Return the listing beneath precisely, with every line intact.

══ INFORMATION ══

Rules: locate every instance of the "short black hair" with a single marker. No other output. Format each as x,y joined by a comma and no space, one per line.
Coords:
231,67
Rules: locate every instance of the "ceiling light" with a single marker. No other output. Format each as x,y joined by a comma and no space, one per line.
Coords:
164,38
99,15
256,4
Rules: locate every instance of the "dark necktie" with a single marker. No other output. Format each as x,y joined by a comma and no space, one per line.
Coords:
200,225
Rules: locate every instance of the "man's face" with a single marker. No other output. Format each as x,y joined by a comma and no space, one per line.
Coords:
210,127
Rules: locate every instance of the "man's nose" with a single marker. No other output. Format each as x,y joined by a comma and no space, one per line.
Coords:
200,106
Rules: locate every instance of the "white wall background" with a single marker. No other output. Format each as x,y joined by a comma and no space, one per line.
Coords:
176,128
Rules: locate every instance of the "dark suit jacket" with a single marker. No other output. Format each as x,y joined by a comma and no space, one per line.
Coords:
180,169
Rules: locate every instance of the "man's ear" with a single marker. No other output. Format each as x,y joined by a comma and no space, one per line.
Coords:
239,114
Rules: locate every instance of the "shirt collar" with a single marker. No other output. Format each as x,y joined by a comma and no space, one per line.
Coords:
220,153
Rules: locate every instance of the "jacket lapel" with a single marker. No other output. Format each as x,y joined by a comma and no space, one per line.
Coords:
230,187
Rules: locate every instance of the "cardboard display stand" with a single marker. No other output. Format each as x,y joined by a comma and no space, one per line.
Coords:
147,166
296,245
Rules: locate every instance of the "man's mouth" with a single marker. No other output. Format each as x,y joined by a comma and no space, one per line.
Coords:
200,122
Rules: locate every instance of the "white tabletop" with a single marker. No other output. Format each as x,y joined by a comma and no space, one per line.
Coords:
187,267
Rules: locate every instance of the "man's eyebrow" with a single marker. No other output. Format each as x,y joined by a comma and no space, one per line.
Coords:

═══

-- SOLUTION FOR THIS TASK --
Rules: locate every instance of the "short black hair" with a single marker. No other output. Format each as x,y joined by a comma and no space, one per line.
Coords:
231,67
Rules: locate every instance of the "ceiling light" with a single marker. No other output. Format each as x,y joined by a comma and no space, one per line.
Coords:
164,38
99,15
256,4
Rules: locate every instance of the "dark necktie" with a single marker. No other output. Format each as x,y joined by a comma and no space, one per line.
Coords:
200,225
Rules: locate every instance of the "man's face" with a single marker. No other output. Format each as x,y joined by a comma and no space, one per line.
Coords:
210,127
Rules: locate every instance of the "man's nose" with a single marker. No other output. Format each as x,y joined by a comma and no space, one per line.
Coords:
200,106
Rules: locate every instance of the "white wall background" with a single marker. No other output. Format each as x,y joined by a comma and no space, one per line.
Coords:
176,128
Rules: locate every instance of the "dark suit jacket" with a single marker. No other output. Format each as x,y joined by a comma and no space, one per line.
Coords:
180,169
Rules: locate every instance of the "man's ear" with a single marker. No other output. Format each as x,y joined by a comma and no space, one per line.
Coords:
239,114
Rules: locate every instance of the "shirt collar" with a single marker. No other output. Format each as x,y joined by a comma and no space, one per line.
Coords:
220,153
Rules: locate every instance of the "jacket lapel" with a single marker. No other output. Format each as x,y joined by a comma and no space, one per line.
Coords:
230,187
Rules: locate every instance of the "cardboard display stand" with a single marker. No other output. Format each as x,y joined by a comma and no space, one per line.
Coords:
147,166
296,245
Rules: locate every instance of the "man's mouth" with a single marker. No other output. Format each as x,y joined by a comma and no space, one per line.
Coords:
200,122
Rules: locate every instance of the "white tabletop" with a single marker. No other output. Format each as x,y joined by a comma and no space, one per line.
Coords:
187,267
Rules: locate every instance of the "man's eyebrow" with a single marker. No other output. Format each as x,y joined by a comma and no space, one per line.
Coords:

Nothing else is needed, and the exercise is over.